[Excerpts of pointing data]
========

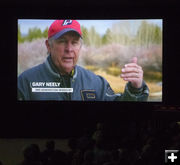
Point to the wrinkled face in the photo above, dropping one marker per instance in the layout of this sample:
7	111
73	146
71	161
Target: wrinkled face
65	51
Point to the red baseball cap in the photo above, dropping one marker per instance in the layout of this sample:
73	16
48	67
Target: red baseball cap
59	27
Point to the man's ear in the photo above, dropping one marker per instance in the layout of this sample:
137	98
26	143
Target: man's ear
47	45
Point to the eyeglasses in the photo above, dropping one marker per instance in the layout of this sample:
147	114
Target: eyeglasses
75	43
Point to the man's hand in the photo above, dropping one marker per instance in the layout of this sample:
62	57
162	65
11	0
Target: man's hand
133	73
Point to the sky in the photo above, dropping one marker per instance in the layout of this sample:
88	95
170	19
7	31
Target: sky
100	25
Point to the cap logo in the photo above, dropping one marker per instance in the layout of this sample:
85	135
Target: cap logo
67	22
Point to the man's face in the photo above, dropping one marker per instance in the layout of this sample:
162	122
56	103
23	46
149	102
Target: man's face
65	51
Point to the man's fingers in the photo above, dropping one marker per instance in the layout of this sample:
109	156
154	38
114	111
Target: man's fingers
134	60
132	69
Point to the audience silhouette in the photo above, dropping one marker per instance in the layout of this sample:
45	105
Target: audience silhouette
140	144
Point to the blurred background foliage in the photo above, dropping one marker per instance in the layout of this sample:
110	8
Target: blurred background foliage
105	54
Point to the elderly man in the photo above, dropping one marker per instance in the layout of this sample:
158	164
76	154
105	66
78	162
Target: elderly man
59	78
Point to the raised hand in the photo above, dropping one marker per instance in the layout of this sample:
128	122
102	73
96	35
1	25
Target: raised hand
133	73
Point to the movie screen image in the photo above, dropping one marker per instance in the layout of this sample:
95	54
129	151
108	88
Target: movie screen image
90	60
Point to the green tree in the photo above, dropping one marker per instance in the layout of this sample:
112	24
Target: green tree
107	37
20	38
149	34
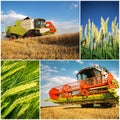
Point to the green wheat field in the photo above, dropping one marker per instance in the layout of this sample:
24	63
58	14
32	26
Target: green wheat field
20	89
100	44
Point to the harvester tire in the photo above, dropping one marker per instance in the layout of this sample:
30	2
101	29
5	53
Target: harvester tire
67	91
12	37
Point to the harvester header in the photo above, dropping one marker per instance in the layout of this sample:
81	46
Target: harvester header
30	27
94	84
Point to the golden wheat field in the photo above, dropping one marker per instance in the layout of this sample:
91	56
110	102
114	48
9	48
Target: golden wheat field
75	112
65	46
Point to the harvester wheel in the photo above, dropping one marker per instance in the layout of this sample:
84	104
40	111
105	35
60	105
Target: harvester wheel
84	92
83	88
110	83
12	37
67	91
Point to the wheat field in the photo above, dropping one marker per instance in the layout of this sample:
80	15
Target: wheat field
65	46
76	112
20	89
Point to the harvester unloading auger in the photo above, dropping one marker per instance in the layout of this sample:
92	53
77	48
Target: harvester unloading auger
95	85
30	27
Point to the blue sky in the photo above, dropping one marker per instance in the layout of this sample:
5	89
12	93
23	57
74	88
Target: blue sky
55	73
61	13
95	9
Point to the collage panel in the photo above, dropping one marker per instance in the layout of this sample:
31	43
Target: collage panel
40	30
89	88
19	89
99	31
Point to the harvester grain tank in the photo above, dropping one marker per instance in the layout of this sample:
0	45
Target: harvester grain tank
95	85
30	27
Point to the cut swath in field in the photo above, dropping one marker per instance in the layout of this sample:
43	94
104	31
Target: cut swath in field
100	44
65	46
20	90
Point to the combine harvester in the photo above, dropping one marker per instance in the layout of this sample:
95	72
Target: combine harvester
95	85
29	27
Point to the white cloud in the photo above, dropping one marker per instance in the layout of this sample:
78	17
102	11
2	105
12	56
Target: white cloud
63	69
74	5
75	72
10	17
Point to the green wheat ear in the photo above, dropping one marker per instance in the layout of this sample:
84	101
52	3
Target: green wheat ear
100	44
20	90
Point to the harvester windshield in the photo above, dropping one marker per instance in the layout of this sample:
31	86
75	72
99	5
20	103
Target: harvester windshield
39	23
90	72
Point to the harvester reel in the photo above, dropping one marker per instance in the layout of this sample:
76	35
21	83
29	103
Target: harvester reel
67	91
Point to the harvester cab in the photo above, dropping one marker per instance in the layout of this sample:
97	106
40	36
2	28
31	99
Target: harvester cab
94	85
30	27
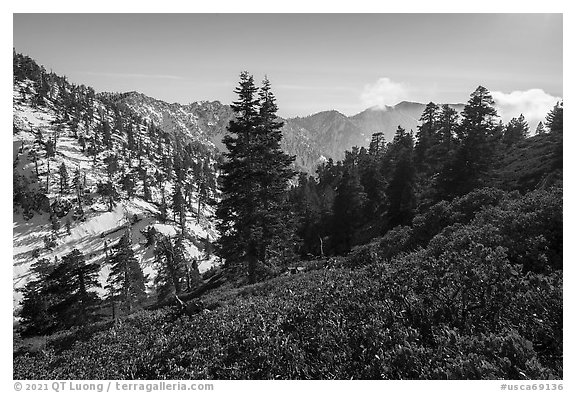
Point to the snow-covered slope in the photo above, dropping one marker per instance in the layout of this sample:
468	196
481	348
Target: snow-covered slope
100	228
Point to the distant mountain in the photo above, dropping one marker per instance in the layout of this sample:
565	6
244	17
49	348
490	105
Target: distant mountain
312	139
207	121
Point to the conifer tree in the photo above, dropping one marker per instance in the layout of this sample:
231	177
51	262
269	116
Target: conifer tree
426	136
35	316
348	207
477	136
78	187
516	130
63	172
400	191
72	283
555	118
254	179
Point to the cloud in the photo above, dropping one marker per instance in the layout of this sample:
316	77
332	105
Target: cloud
534	104
384	92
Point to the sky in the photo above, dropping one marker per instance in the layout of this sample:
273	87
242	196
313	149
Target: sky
315	62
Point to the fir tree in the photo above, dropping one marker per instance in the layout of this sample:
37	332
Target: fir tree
63	172
400	191
254	180
72	282
170	259
126	282
555	119
516	130
78	187
477	136
348	208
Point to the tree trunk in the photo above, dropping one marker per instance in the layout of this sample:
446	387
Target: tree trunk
252	261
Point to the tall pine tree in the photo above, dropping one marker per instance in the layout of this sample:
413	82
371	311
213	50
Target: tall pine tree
254	180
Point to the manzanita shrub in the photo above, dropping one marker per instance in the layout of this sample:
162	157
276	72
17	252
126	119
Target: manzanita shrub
481	299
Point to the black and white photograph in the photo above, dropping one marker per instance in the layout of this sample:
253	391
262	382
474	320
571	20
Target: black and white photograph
287	196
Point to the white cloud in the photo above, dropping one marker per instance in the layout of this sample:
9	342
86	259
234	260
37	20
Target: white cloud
534	104
384	92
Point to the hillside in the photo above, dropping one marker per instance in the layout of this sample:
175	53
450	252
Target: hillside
47	224
428	255
457	306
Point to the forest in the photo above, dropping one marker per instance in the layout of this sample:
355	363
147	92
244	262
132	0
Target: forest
436	255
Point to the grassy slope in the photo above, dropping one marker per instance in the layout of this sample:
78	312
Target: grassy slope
456	309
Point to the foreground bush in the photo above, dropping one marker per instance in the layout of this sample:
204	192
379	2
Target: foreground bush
471	304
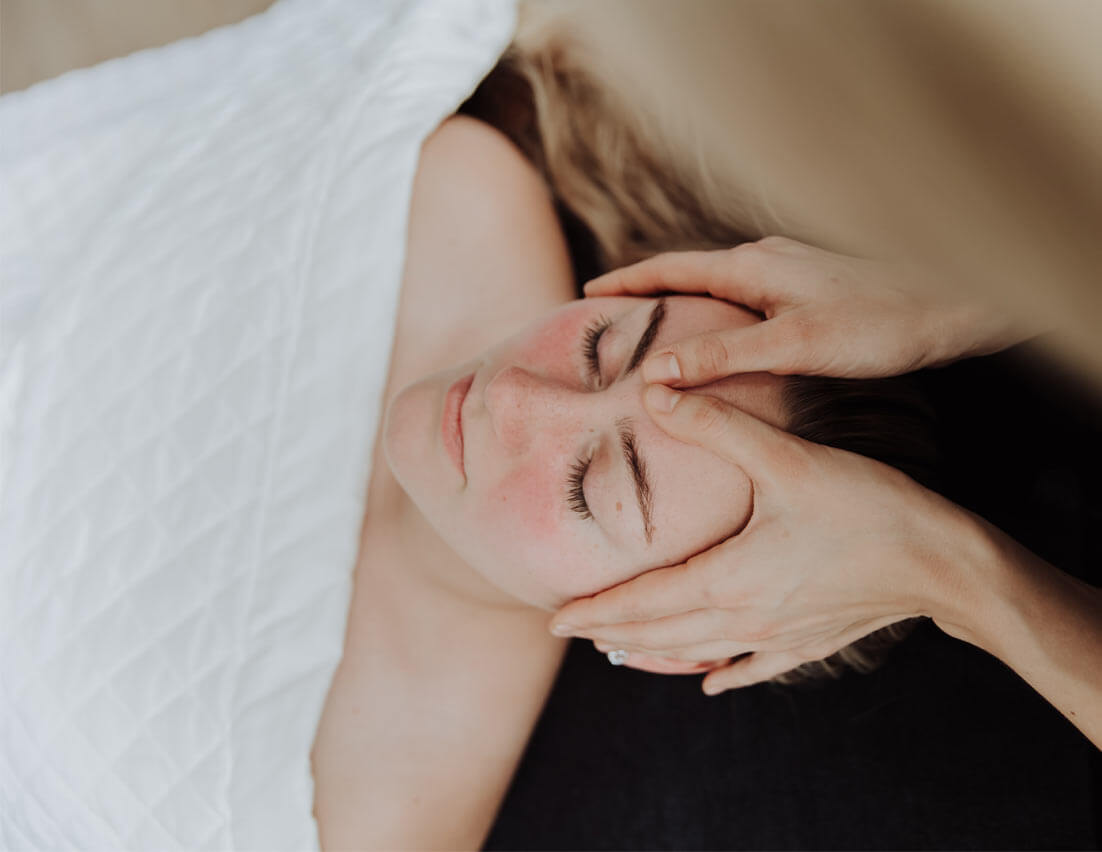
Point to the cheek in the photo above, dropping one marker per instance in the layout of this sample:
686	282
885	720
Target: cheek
549	351
526	504
529	532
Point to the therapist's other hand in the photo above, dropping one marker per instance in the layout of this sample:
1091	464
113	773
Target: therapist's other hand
838	546
827	314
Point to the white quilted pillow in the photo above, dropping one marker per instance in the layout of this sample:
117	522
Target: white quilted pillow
201	252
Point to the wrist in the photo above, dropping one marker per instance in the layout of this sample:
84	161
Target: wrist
970	582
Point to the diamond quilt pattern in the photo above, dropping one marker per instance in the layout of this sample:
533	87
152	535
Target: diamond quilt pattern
200	255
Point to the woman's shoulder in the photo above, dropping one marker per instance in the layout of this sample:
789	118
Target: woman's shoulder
485	251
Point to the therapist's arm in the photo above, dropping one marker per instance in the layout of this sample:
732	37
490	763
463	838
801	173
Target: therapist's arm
1041	622
825	314
836	547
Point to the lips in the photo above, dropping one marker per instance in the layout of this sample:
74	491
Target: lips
452	421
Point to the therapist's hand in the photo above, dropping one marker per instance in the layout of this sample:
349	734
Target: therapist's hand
825	314
836	547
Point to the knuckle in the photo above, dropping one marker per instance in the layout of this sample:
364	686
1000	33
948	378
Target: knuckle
746	258
708	416
710	356
774	243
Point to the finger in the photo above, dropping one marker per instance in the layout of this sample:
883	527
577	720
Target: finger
658	665
754	668
763	451
767	346
684	271
661	634
656	594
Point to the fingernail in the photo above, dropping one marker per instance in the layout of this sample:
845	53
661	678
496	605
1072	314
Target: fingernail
661	368
661	398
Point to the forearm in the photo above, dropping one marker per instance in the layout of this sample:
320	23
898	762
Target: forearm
1043	623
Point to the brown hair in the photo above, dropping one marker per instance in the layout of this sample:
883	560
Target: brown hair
626	190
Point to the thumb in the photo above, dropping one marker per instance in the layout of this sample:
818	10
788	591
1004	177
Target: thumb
763	347
762	450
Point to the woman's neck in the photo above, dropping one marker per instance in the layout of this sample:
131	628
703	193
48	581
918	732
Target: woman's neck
413	591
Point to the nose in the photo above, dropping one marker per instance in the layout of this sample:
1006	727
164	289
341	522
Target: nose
522	405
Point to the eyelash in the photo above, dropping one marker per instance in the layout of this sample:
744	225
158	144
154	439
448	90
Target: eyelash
575	494
590	341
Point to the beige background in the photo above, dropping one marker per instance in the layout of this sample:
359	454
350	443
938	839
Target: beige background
960	131
41	39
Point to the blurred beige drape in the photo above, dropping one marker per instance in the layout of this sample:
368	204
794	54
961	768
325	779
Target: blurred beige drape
964	133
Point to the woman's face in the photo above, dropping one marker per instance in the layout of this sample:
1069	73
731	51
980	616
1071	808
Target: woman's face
539	465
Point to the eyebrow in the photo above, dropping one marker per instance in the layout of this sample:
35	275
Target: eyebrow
648	336
638	468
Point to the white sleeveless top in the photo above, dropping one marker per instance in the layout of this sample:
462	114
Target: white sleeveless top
201	248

========

• INSTRUCTIONS TO FOLLOW:
Using the material above, reproduce exactly the line that contains "Point to the brown" and all lines after it through the last one, and only those.

• TASK RESPONSE:
Point to the brown hair in the photo above, dropping one marker per instance in the layout of this sample:
883	560
Target: brown hair
626	190
Point to the thumb in the photo above, dropping one marker per instance in the layout of this sample:
818	10
788	591
1004	177
Target: thumb
763	347
762	450
Point to the woman's neck in the photo above, dropping one marker per instance in the layout of this sample:
131	628
703	193
48	581
918	732
Target: woman's neck
413	591
Point to the nose in the photo above, dropping one marker per instance in the layout of this sample:
1006	727
164	289
341	522
Target: nose
522	405
Point to the eyelash in the photo above, dropping one marker per instance in the layout of this sample:
744	225
158	144
154	439
448	90
Target: eyelash
575	494
590	341
Point to the beige background in the photo above, dropping one marker per instance in the layout of this sample:
359	454
350	443
938	839
Target: beige background
960	131
41	39
Point to the blurred beige drape in the photo above, dropping one marker per instance in the layout of this sample:
368	204
794	54
961	768
325	779
Target: blurred beige drape
964	133
Point to the woman's face in the photo above, dropping one marker per instance in the layout of this sample:
1069	73
731	51
980	616
1071	808
Target: woman's face
539	465
Point to the eyebrow in the photo above, dropping one marker per instance in the layout of this sample:
35	275
Target: eyebrow
648	336
638	468
Point to the white sleeveless top in the photo above, dropping one marker per instance in the layout of this sample:
462	114
Target: white sleeveless top
201	248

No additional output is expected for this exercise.